What is expected
Any picture in the entries is to be skipped, while everything else is transcribed word for word.

Records

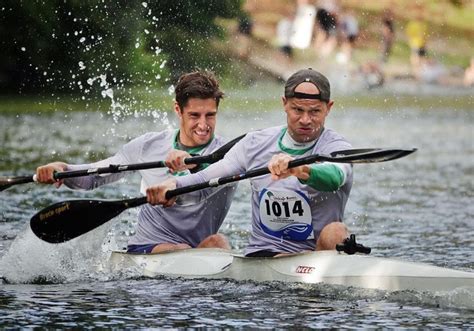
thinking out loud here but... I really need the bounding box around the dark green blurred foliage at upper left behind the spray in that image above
[0,0,241,95]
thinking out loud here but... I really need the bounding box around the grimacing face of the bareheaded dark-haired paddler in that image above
[174,98,217,147]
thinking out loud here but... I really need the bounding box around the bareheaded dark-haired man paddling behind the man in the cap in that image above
[36,71,235,253]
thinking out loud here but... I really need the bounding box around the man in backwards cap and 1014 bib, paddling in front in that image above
[147,69,352,257]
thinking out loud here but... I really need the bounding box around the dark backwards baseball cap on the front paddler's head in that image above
[285,68,331,102]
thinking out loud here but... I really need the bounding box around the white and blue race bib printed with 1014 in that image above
[259,189,314,241]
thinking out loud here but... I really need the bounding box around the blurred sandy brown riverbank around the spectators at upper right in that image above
[226,0,474,96]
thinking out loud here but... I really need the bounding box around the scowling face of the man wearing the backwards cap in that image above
[283,82,334,143]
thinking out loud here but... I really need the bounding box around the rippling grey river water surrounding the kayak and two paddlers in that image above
[0,86,474,328]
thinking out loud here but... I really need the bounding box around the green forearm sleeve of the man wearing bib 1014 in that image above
[300,163,344,192]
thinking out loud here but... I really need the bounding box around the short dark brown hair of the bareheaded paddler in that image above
[175,71,224,111]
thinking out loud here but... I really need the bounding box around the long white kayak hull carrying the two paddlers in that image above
[110,248,474,291]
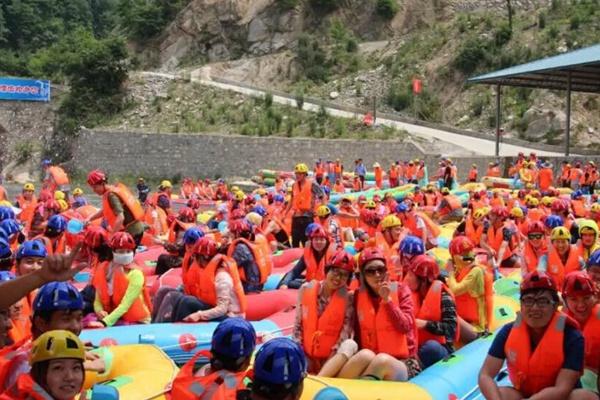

Answer section
thinking out loud here but... I really need the bounding box around the dark green blurred foliage at upper left behind the spray in that image above
[0,0,241,95]
thinking out loud here but... I really need the bounding box around the grimacing face of the bareheaded dark-haired paddler in that image above
[174,98,217,147]
thinking out loud here but... I really need the bounding box around the bareheaded dark-haired man paddling behind the man in the cap in that image above
[36,71,235,253]
thinking out loud here but... I really need the bounding box around the man in backwards cap and 1014 bib, paddling in front in that image above
[147,69,352,257]
thinking out loud here but... I really need the bounding box around the dark backwards baseball cap on the front paddler's head in that image above
[285,68,331,102]
thinking out loud here but... I really need the bounding box around the white and blue race bib printed with 1014 in that image above
[259,189,314,241]
thinking out loud here but... I really need the bounding box around the blurred sandy brown riverbank around the spectators at upper right in that image above
[226,0,474,96]
thinking out loud here but... I really need the bounding box around the scowling face of the man wearing the backwards cap in that image above
[283,82,334,143]
thinking out loud here but... I really need the bounding box around the rippling grey river water surrounding the kayak and two paddlers in that image above
[0,86,474,328]
thinking out loud here but... I really need the bounding box around the green forearm sleeve of the man wearing bib 1014 in that image above
[300,163,344,192]
thinking out loud here but... I really need the bounding box around the short dark brown hair of the bareheaded paddler in that image above
[175,71,224,111]
thinking out loud here but... I really need the bounding box around the long white kayak hull carrying the two paddlers in that image above
[110,248,474,291]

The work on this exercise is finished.